#### [PASSAGE TO READ]
R/vc_softbart_regression.R
In SoftBart: Implements the SoftBart Algorithm

Documented in vc_softbart_regression

#' SoftBart Varying Coefficient Regression
#'
#' Fits a semiparametric varying coefficient regression model with the
#' nonparametric slope and intercept \deqn{Y = \alpha(X) + Z \beta(X) +
#' \epsilon}{Y = alpha + Z * beta(X) + epsilon} using a soft BART model.
#'
#' @param formula A model formula with a numeric variable on the left-hand-side and non-linear predictors on the right-hand-side.
#' @param linear_var_name A string containing the variable in the data that is to be treated linearly.
#' @param data A data frame consisting of the training data.
#' @param test_data A data frame consisting of the testing data.
#' @param num_tree The number of trees in the ensemble to use.
#' @param k Determines the standard deviation of the leaf node parameters, which
#'   is given by \code{3 / k / sqrt(num_tree)} (intercept) and defaults to
#'   \code{1/k/sqrt(num_tree)} (slope). This can be modified for the slope by
#'   specifying your own hyperparameter.

#### [INFORMATION SHOWN]
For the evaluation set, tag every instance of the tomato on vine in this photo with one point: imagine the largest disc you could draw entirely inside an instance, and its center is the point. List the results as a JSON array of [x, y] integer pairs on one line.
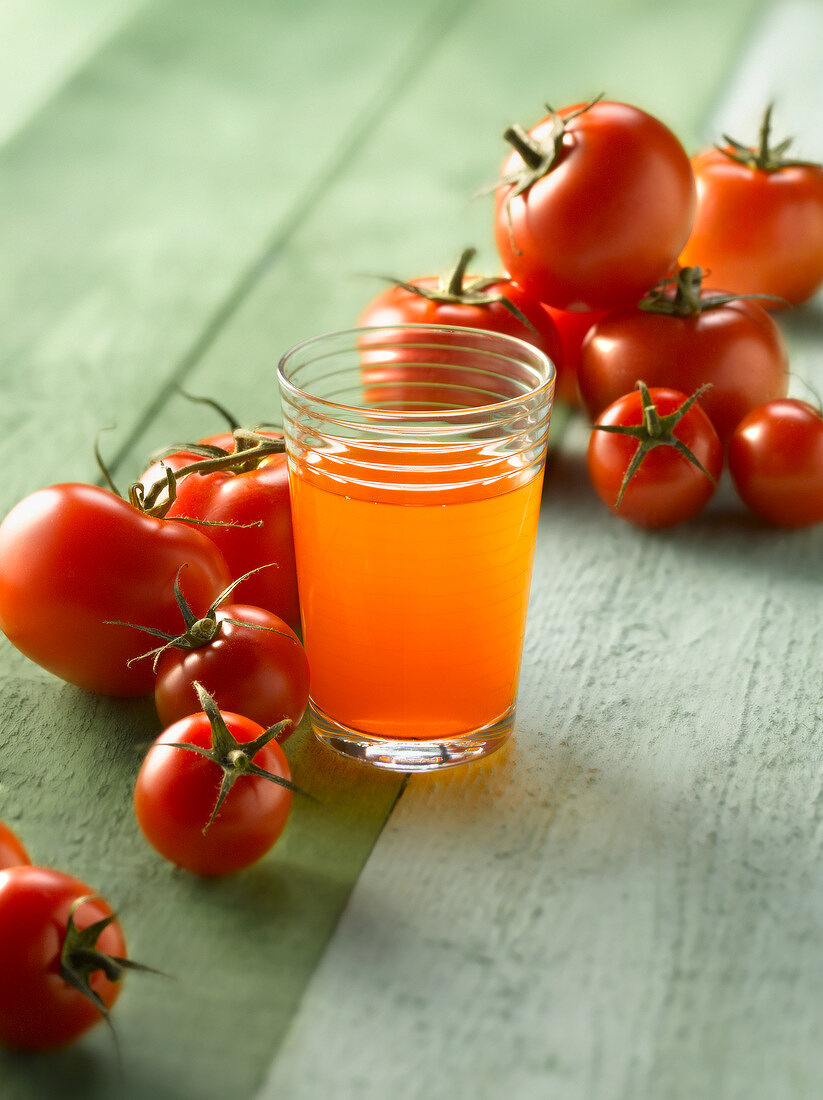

#### [TO BE DONE]
In the SoftBart varying coefficient documentation, what expression gives the standard deviation of the leaf node parameters for the intercept?

#### [FINISHED EXERCISE]
3 / k / sqrt(num_tree)